§ WHAT IS EXPECTED:
In your copy, repeat the records exactly and leave out the pictures.

----------

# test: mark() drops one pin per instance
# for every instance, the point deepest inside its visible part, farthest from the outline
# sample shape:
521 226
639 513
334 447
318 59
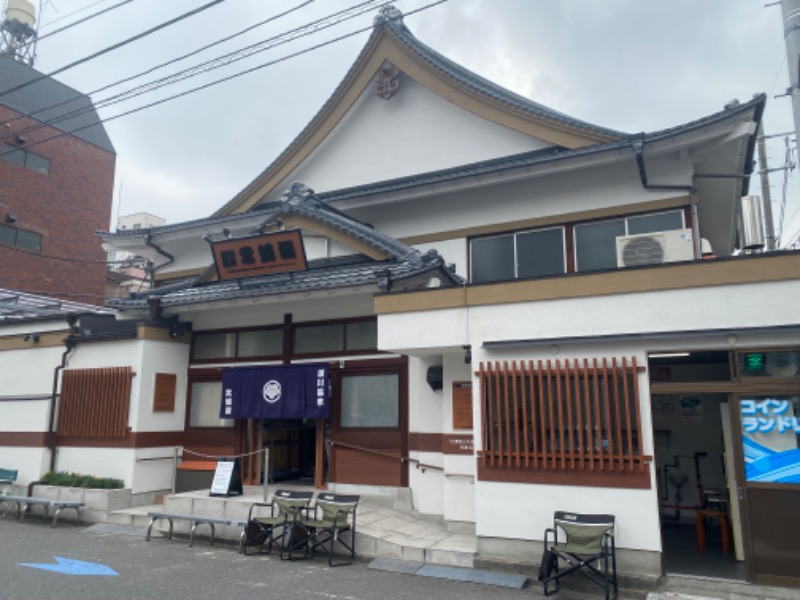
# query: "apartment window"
20 238
596 243
23 158
204 407
535 253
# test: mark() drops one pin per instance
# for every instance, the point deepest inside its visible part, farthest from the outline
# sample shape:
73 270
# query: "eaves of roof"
539 157
471 80
359 273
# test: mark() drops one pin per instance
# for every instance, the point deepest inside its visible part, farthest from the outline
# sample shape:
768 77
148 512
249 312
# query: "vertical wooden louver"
567 416
94 402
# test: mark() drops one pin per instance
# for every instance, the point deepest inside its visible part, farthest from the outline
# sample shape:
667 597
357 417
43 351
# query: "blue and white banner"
279 392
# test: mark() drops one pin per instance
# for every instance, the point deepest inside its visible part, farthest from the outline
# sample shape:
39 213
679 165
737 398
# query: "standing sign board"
227 479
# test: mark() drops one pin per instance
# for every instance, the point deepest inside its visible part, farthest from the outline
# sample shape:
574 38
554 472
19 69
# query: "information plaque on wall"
462 405
227 479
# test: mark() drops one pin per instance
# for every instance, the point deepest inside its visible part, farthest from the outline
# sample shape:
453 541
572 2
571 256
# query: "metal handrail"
420 465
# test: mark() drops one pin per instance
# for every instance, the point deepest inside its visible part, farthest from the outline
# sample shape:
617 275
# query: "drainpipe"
69 342
148 241
638 150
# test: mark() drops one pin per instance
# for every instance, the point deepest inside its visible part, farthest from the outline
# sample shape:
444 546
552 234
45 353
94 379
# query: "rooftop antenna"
18 32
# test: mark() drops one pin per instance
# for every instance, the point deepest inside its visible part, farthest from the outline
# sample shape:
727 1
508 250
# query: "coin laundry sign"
279 252
280 392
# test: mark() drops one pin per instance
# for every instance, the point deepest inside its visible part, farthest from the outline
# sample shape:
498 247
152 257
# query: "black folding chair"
274 527
579 544
332 521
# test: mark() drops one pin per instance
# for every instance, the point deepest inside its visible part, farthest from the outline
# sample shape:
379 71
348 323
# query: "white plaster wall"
590 187
427 487
524 511
415 131
425 406
25 371
108 462
713 307
24 415
30 463
423 332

----------

§ TASK RESULT:
# test: mark() drops one pin per instance
# for every instance, the point deepest inside its visible part, farthest from the outline
# sample shape:
521 226
639 513
334 447
318 59
# query: "apartment window"
20 238
596 243
23 158
204 407
535 253
# test: mark() drops one pin per instance
# for every instance, the point deepest inside its visible part, farthest from the outline
# sample shape:
73 270
# query: "eaves of roof"
539 157
471 80
359 273
# test: mark() drops one pin per instance
# for every instance, the point deepest inside its visible part, farthest from the outline
# sample shape:
768 77
148 512
249 312
# query: "vertical wooden louver"
567 416
94 402
# test: mark() drops one pin per instance
# for every instance, the point deepest inside its visible part, farthest from the outline
# sample shape:
667 597
357 417
43 351
# query: "blue and white banner"
279 392
# test: mark() drops one pin per instance
# for every instance, the point deepest inside its visible part, farthest from the outline
# sample shape:
39 213
679 165
737 398
# query: "standing sign board"
227 479
# test: mark() drops one pin per instance
# for every instance, the point deepest inside its visible part, farthest from the outline
# sample shape:
574 38
554 472
19 69
# query: "information plaque on wall"
462 405
227 479
# test: mark() drops one pin per instance
# for every instance, the point deepest inside its visible part, farthest from the outline
# sample shape:
453 541
572 2
571 256
# query: "metal handrail"
420 465
# test: mark() drops one pin per instance
# for every instance, the point deepest inside its visible part, farthest from the outline
# sample shape:
617 275
# query: "drainpipe"
69 342
148 241
638 150
# test: mark() drops one pin per instance
# for every instance, the point deepest inside its visible part, farthest from the outline
# sample shape:
444 546
552 234
45 353
94 379
# query: "rooftop antenna"
18 32
# test: mark() drops one pin per instance
# for every instance, the point deepest inside its visible part, farthest from the outline
# sample shape:
727 1
508 250
# query: "coin laundry sign"
279 252
280 392
# test: mark() drops one pin per instance
# for every instance, the point deepest inside its visible part, farthest from the outline
# sample shape:
498 247
152 257
# query: "black folding chair"
274 527
579 544
332 521
# test: mark() drops one pin per instance
# for every instance, the point deepest inside its visible part, farthest from the outline
# sample shape:
379 71
348 323
# query: "white plaster wall"
590 187
427 487
524 511
415 131
425 406
25 371
108 462
713 307
24 415
30 463
423 332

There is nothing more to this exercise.